**TASK GOAL:**
Pull out every line of the listing below that contains the string "Target". Case matters.

**RECORD LIST:**
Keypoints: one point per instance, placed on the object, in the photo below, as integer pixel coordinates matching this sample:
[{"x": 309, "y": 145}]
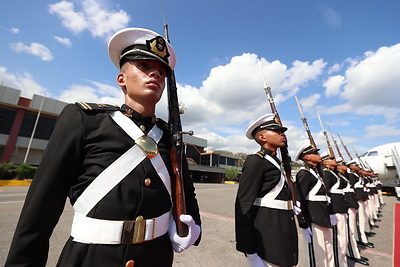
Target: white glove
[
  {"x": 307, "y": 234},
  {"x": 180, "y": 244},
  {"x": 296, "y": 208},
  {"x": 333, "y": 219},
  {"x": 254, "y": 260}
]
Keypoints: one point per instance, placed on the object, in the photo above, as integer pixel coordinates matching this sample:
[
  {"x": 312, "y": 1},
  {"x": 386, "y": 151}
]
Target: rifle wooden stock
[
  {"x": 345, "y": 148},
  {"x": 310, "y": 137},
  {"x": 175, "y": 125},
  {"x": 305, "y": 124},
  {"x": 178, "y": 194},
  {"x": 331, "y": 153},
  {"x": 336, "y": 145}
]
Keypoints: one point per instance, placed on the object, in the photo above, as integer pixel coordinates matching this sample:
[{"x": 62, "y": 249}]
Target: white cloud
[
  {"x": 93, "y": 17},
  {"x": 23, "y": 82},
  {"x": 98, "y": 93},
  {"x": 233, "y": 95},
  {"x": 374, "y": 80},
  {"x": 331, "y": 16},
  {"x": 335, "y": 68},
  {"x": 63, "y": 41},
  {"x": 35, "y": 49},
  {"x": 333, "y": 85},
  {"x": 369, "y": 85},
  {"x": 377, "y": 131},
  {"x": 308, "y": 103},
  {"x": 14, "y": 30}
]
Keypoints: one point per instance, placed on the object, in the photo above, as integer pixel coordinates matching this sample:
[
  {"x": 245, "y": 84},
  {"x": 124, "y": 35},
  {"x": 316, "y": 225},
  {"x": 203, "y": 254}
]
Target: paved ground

**IN RESPONSE:**
Target: white glove
Target: rifle wooden stock
Target: white cloud
Target: paved ground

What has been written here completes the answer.